El don del profesor ha perdido su respeto social en la era de las prisas. Hoy el bostezo ha ganado la batalla a la mirada atenta del saber. La prostitución de la información ha desprestigiado las credenciales del docente en el cállate continuo de las aulas del presente. El acceso libre y fácil a las puertas del conocimiento ha ganado la batalla a la oratoria diacrónica del maestro. Las aulas de la mañana han llorado la pérdida de su poder. Los chorros de tinta derramados en Internet han monopolizado el dominio de la verdad y el argumento de autoridad. El profe de ayer se ha convertido en un mendigo de la atención. La súplica al discípulo no atiende a la razón sin el combustible de la motivación.

+===+

Vuelve a escribir, sin cambiar nada, el trozo del texto sobre el profesor que empieza con las palabras "El don del profesor" y termina con "de la motivación.". Las filas son material aparte y no tienen relación con el texto.

Datos del ejercicio =
+===+

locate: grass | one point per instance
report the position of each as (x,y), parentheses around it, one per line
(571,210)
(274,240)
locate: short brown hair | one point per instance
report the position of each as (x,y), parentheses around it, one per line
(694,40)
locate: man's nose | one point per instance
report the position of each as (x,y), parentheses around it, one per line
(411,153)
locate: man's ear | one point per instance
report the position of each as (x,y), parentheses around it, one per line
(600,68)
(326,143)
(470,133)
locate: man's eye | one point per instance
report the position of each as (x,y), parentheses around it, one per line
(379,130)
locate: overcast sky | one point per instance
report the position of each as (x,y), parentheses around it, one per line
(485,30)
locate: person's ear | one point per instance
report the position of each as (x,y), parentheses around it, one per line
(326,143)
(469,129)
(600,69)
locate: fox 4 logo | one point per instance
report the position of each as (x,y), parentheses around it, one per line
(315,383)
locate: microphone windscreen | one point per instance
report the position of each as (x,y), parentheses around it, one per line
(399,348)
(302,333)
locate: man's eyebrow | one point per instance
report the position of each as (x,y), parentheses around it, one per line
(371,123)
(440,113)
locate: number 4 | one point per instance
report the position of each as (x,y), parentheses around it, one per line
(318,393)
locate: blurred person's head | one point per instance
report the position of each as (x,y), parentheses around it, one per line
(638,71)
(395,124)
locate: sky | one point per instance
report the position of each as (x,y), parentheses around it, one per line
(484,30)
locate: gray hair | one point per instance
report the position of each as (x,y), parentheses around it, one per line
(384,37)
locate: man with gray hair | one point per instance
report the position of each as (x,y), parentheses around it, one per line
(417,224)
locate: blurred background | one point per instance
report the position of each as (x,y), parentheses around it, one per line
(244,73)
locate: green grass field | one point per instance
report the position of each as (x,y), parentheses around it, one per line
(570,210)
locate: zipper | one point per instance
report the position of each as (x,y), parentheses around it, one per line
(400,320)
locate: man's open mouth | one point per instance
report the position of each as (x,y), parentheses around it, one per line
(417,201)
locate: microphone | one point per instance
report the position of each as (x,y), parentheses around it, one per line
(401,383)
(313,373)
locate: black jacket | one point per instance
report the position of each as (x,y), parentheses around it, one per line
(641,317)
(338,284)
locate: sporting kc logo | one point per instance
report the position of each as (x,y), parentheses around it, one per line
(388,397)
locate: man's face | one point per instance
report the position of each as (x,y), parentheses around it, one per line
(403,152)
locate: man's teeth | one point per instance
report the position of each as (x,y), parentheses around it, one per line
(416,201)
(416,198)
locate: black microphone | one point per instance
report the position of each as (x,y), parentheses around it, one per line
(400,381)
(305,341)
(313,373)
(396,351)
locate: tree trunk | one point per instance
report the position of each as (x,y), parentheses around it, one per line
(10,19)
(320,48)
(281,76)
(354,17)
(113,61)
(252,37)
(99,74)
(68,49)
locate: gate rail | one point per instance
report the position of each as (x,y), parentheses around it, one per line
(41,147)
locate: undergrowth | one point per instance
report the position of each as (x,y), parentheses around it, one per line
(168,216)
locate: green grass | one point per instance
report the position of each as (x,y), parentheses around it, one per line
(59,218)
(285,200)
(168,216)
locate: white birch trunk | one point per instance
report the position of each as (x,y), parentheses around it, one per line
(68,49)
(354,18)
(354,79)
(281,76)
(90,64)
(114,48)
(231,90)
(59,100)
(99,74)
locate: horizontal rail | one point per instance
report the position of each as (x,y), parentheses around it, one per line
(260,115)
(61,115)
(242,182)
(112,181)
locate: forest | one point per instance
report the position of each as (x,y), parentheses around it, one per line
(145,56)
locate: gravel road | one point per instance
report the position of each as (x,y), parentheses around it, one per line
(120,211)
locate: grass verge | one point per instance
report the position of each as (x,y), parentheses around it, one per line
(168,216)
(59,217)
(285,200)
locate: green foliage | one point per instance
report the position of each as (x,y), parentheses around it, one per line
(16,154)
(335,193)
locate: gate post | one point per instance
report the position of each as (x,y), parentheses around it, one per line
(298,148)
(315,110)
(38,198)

+===+

Respuesta =
El don del profesor ha perdido su respeto social en la era de las prisas. Hoy el bostezo ha ganado la batalla a la mirada atenta del saber. La prostitución de la información ha desprestigiado las credenciales del docente en el cállate continuo de las aulas del presente. El acceso libre y fácil a las puertas del conocimiento ha ganado la batalla a la oratoria diacrónica del maestro. Las aulas de la mañana han llorado la pérdida de su poder. Los chorros de tinta derramados en Internet han monopolizado el dominio de la verdad y el argumento de autoridad. El profe de ayer se ha convertido en un mendigo de la atención. La súplica al discípulo no atiende a la razón sin el combustible de la motivación.